***** TEXTO FORNECIDO

Não é Pix, é guerra total, por Marcelo Siano Lima

O atual governo do Presidente Lula (PT) continua sob um ataque cerrado das forças de oposição, como já ocorrera desde seu primeiro mandato. Diferentemente dos momentos anteriores, dessa vez, esses ataques se valem das mais sofisticadas ferramentas disponíveis no campo da tecnologia da informação, além do uso de toda uma gramática calcada na disseminação de informações falsas e criminosas, mas que tocam fundo o imaginário social, despertando medos e rancores.

Uma conjunção de forças que une a  extrema-direita, parcelas importantes do capital financeiro (a “Faria Lima”), do fundamentalismo cristão, das mídias tradicionais e do agronegócio, além de  atores externos, como os empresários Elon Musk e Mark Zuckerberg, opera um vigoroso plano de desestabilização do governo, na perspectiva de uma guerra híbrida, total, em todas as frentes, visando corroer as condições de governabilidade e o lastro de representatividade, essencial para a legitimidade popular do atual governo. Crises são geradas a cada instante, abalando as estruturas de governabilidade e afetando a economia e a vida nacional.

A revogação da Instrução Normativa nº 2219/2024, da Secretaria da Receita Federal, anunciada na tarde do dia 15 de janeiro de 2025, foi o resultado final de duas semanas de intensa e competente campanha contrária a ela, movida pela extrema-direita brasileira, dentro da estratégia de guerra total contra o atual governo, seguindo todos os cânones de sua matriz ideológica, a  alt-right (direita alternativa, numa tradução literal, extrema-direita radical, na definição objetiva) estadunidense. A extrema-direita venceu essa batalha, e de goleada, restando ao atual governo da República um recuo tático para evitar a consolidação de um desgaste político de proporções bíblicas.

Neste momento, “engenheiros de obras prontas” estão assanhadíssimos, apontando erros e equívocos os mais variados, como se fossem capazes de, gerindo as responsabilidades inerentes aos negócios de Estado, resolver tudo a partir de campanhas midiáticas cinematográficas, circenses até, e falsamente milagrosas. O terreno da política real, da realpolitik,tem sido cruel com a maioria desses “engenheiros” e suas “fórmulas” insossas de bolo, intragáveis.

**********
***** MATERIAL APRESENTADO

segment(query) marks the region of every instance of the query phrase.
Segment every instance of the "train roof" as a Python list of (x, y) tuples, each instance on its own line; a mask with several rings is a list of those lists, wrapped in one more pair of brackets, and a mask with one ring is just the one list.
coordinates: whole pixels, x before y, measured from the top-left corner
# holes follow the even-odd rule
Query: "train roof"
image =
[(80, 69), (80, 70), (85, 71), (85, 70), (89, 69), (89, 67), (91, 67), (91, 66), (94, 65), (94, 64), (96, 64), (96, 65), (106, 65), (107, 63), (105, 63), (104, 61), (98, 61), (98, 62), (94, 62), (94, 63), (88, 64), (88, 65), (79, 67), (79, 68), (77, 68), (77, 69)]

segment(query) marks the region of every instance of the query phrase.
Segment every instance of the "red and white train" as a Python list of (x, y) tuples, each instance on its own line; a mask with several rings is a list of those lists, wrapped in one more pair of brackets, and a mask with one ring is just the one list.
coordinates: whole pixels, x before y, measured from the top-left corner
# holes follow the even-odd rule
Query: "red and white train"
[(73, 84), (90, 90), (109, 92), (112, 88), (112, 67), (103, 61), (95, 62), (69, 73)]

**********

**TAREFA PROPOSTA**
Reproduza, sem qualquer alteração, tudo o que, no texto fornecido, vai desde "Uma conjunção de" até "a vida nacional.". Baseie-se exclusivamente no texto.

**RESPOSTA ABAIXO**
Uma conjunção de forças que une a  extrema-direita, parcelas importantes do capital financeiro (a “Faria Lima”), do fundamentalismo cristão, das mídias tradicionais e do agronegócio, além de  atores externos, como os empresários Elon Musk e Mark Zuckerberg, opera um vigoroso plano de desestabilização do governo, na perspectiva de uma guerra híbrida, total, em todas as frentes, visando corroer as condições de governabilidade e o lastro de representatividade, essencial para a legitimidade popular do atual governo. Crises são geradas a cada instante, abalando as estruturas de governabilidade e afetando a economia e a vida nacional.